Текст страницы:
────────────────────

В те дни в Москве еще можно было найти комнату, но страшно показалось в эти осенние дни оставаться там в одиночестве, без театра. Не устроился в Москве и Тоня, решил ехать с нами. Жили мы в Москве, пока шли хлопоты о прицепке наших вагонов. Побывали в Камерном театре, посмотрели «Саломею»[16]. В Ростове успел я забыть, что московские театры, дома и улицы не абсолютны. У Театральной мастерской был друг, связанный с основным ее ядром еще со времени «Зеленого кольца». Был он молодым врачом, только что кончил университет в те дни, и страстным любителем театра, в особенности левого. Он создал крайне левый условный театр Санпросвета, который, впрочем, скоро закрылся. Он не порывал связи с мастерской и присылал некоторое подобие стенной газеты раз в два, в три месяца, которую клеил он своими руками, составлял из газетных вырезок и дополнял своими разъяснениями. Аэцай Ранов (так звал себя Шура Рысс) в своей газете называл Камерный театр едва ли не первым в стране. К моему огорчению, «Саломея» ужаснула меня. Кроме Ирода — Аркадина, все остальное не походило, не подходило к той простоте и пустоте, в которой очутился мир. Это выглядело оскорбительно, бестактно, провинциально. Вчерашний обед. В высшей степени черствые именины. Не помню, тогда или чуть позже увидел я «Мистерию-Буфф»[17] у Мейерхольда и тоже огорчился. Я так любил влюбляться. Тут я увидел отказ от всех законов, возмущающих в Камерном. Но радости от этого не ощутил. Оголенная сцена не была использована — слишком большая свобода не вызывала сочувствия, уважения. При такой свободе — все можно и ничем не убедишь. Только года через два, увидав «Великодушного рогоносца»[18], я был потрясен и убежден — родились новые законы. Сильное впечатление, наиболее унылое, произвело кафе «Стойло Пегаса».

26 сентября 1953 г.

────────────────────

Исходный список:
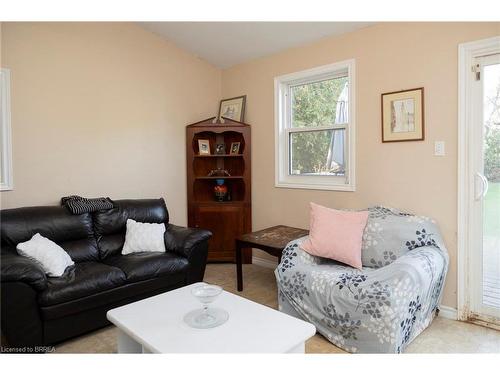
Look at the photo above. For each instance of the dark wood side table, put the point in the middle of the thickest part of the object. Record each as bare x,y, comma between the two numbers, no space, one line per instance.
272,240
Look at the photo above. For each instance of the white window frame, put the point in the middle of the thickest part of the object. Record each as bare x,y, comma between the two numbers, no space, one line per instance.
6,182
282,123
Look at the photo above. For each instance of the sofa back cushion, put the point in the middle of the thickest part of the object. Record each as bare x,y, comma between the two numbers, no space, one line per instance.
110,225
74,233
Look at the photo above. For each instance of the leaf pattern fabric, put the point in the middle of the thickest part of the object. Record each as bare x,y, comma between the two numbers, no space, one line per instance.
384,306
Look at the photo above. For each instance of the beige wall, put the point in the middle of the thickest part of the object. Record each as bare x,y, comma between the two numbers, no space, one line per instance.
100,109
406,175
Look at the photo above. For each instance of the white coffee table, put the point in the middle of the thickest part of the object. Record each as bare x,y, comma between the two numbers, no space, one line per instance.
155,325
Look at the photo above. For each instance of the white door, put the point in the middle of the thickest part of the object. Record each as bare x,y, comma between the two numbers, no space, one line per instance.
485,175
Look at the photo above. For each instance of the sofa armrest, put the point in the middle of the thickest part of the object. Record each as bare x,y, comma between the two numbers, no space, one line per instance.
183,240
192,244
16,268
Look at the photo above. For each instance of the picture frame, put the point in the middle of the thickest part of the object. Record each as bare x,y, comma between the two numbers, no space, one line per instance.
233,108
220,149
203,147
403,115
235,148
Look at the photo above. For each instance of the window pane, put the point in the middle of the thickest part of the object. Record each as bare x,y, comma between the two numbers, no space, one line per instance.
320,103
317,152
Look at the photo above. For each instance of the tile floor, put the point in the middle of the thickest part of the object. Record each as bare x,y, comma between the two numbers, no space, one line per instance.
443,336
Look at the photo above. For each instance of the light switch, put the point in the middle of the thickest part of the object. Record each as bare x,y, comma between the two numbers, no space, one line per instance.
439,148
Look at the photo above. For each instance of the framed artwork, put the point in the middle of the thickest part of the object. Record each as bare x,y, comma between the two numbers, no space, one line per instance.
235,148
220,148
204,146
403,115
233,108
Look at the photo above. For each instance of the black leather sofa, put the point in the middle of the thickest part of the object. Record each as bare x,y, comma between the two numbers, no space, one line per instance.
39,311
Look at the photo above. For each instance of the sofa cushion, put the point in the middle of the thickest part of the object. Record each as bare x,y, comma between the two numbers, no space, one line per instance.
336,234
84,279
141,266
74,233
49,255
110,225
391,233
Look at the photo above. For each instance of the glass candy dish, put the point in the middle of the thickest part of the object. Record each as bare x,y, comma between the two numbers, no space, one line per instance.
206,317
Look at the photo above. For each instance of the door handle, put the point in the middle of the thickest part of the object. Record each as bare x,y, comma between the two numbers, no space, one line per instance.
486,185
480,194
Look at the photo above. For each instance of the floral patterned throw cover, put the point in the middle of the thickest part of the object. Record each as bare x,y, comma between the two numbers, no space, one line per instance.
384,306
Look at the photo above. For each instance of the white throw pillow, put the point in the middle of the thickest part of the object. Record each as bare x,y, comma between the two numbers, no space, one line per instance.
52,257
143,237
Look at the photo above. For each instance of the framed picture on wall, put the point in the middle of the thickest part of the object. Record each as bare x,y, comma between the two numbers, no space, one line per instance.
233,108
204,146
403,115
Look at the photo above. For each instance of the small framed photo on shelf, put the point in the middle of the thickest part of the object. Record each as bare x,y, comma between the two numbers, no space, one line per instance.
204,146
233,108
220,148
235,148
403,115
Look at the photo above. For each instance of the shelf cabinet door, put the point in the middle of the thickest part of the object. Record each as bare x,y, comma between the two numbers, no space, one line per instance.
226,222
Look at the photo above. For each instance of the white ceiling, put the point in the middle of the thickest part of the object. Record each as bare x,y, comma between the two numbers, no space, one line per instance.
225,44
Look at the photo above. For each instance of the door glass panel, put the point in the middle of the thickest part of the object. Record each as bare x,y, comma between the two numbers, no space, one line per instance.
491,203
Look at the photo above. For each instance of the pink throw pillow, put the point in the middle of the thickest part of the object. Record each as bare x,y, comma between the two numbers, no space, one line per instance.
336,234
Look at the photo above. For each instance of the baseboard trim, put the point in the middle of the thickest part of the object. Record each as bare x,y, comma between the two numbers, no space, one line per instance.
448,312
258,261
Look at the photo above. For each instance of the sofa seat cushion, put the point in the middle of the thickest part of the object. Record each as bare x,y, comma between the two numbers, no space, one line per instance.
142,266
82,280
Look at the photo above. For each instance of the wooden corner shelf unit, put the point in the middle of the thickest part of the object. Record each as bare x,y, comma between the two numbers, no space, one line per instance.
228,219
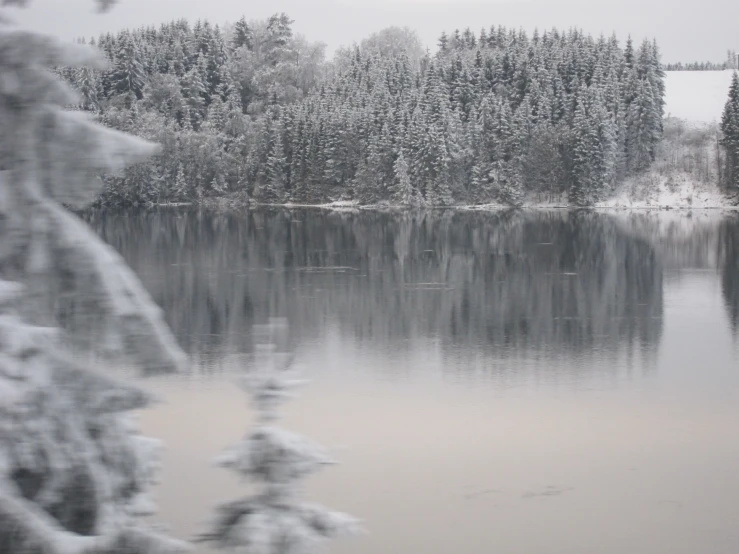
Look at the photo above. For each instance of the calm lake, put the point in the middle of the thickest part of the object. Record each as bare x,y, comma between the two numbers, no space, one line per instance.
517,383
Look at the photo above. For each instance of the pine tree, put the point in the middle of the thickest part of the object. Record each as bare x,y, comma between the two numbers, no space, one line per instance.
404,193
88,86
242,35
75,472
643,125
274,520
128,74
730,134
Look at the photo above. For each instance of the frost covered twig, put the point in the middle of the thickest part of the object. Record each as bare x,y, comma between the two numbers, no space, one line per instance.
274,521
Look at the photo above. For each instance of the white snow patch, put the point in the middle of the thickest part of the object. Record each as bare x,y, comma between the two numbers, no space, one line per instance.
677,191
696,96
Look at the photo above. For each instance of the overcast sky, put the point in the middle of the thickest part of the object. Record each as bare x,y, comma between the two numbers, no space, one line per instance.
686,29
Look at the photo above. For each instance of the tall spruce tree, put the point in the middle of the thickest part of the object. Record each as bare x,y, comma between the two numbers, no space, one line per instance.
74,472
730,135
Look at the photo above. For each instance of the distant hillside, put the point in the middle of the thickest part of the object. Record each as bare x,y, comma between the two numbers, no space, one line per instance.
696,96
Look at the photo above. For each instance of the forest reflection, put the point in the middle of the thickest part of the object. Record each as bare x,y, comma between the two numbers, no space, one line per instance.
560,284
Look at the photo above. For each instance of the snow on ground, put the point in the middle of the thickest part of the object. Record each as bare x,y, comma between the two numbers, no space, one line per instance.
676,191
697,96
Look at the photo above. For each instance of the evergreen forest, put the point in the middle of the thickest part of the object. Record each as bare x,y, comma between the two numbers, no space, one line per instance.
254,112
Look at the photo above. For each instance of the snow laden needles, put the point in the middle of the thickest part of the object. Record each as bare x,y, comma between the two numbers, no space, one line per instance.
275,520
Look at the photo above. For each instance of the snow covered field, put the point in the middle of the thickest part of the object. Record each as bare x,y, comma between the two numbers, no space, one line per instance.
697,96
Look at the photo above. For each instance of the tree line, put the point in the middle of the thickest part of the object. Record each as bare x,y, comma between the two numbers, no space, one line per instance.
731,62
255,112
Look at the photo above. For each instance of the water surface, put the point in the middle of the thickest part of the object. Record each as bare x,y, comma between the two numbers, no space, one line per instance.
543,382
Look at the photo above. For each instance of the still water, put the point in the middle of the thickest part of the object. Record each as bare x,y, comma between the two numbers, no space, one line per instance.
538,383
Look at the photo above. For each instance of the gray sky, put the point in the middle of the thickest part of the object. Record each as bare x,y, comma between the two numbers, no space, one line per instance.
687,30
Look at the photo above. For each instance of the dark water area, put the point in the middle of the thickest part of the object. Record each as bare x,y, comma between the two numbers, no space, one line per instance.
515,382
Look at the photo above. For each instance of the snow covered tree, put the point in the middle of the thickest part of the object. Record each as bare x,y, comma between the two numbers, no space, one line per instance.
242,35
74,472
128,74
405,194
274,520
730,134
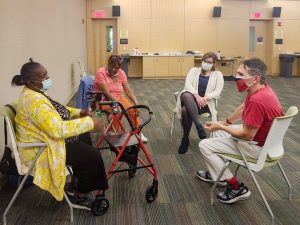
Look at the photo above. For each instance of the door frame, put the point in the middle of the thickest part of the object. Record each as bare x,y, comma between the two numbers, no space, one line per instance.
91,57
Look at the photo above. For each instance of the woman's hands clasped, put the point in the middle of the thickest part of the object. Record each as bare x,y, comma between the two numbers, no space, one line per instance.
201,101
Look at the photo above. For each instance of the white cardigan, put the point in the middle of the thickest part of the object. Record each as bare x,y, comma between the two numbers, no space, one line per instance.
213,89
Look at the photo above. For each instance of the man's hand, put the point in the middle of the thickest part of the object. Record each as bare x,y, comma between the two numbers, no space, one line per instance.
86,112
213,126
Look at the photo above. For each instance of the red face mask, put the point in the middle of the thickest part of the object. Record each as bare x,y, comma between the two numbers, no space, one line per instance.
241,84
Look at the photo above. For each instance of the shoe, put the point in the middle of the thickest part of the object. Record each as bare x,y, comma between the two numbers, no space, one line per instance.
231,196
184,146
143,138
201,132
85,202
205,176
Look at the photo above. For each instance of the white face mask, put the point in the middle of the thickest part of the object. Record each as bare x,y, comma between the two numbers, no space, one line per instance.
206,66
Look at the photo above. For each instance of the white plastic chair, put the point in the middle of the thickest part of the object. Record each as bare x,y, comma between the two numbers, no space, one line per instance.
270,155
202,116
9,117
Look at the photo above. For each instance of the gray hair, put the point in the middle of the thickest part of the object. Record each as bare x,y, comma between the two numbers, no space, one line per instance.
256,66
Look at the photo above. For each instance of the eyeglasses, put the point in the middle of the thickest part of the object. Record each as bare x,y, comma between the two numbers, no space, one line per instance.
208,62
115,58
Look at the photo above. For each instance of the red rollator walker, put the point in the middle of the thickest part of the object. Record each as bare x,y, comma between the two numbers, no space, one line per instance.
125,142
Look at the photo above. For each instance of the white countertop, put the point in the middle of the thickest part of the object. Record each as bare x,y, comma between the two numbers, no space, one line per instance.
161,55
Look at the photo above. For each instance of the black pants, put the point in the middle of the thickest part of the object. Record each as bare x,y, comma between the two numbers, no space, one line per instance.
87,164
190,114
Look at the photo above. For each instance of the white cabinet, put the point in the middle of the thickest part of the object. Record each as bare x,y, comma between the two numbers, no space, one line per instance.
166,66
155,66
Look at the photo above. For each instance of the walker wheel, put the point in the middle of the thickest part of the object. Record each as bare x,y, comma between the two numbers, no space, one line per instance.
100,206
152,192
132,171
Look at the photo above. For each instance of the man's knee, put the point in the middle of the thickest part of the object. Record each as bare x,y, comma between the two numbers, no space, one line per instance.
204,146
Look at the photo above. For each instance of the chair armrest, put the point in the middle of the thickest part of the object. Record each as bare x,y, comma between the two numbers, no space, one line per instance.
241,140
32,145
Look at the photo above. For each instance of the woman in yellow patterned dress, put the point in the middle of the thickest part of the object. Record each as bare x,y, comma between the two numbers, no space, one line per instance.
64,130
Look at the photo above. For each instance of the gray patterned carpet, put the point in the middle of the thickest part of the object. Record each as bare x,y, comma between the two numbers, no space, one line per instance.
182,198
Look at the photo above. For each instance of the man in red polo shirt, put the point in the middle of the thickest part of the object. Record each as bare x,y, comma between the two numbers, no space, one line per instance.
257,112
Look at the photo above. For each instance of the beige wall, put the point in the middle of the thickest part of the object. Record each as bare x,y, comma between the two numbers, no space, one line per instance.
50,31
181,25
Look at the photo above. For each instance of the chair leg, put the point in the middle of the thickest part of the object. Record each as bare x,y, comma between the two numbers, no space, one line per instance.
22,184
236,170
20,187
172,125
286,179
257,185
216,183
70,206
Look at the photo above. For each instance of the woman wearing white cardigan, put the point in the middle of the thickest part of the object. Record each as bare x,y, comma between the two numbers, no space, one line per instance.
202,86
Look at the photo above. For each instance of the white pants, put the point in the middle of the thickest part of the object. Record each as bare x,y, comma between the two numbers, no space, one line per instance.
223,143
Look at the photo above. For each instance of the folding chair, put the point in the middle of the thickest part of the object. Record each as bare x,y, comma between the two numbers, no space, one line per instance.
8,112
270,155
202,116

────────────────────

Выполните задания:
a) Определите, согласуются ли с текстом страницы утверждения (i)–(iii), и ответьте на каждое «да» или «нет», приведя решающие слова текста в точной цитате. (i) В Камерном театре посмотрели «Саломею». (ii) Театр Санпросвета просуществовал долго. (iii) «Мистерия-Буфф» у Мейерхольда принесла радость.
b) Перескажите в виде краткого списка абзац текста страницы, начинающийся словами «В те дни в Москве еще можно было найти комнату», сохранив его основные факты.
c) Каким именем, согласно тексту страницы, называл себя Шура Рысс?

Ответы:
a)
(i) Да: «Побывали в Камерном театре, посмотрели «Саломею»».
(ii) Нет: «который, впрочем, скоро закрылся».
(iii) Нет: «Но радости от этого не ощутил».

b)
- Оставаться в Москве в одиночестве, без театра, показалось страшно; Тоня тоже решил ехать со всеми.
- Пока шли хлопоты о прицепке вагонов, жили в Москве и посмотрели «Саломею» в Камерном театре.
- Друг Театральной мастерской, молодой врач Шура Рысс (Аэцай Ранов), создал левый театр Санпросвета, который скоро закрылся. Раз в два-три месяца он присылал в мастерскую самодельную стенную газету. В ней он называл Камерный театр едва ли не первым в стране.
- «Саломея» ужаснула: все, кроме Ирода — Аркадина, выглядело оскорбительно, бестактно, провинциально.
- «Мистерия-Буфф» у Мейерхольда тоже огорчила: отказ от законов не принес радости, оголенная сцена не была использована.
- Лишь года через два «Великодушный рогоносец» потряс и убедил, что родились новые законы.
- Сильное, наиболее унылое впечатление произвело кафе «Стойло Пегаса».

c) Аэцай Ранов.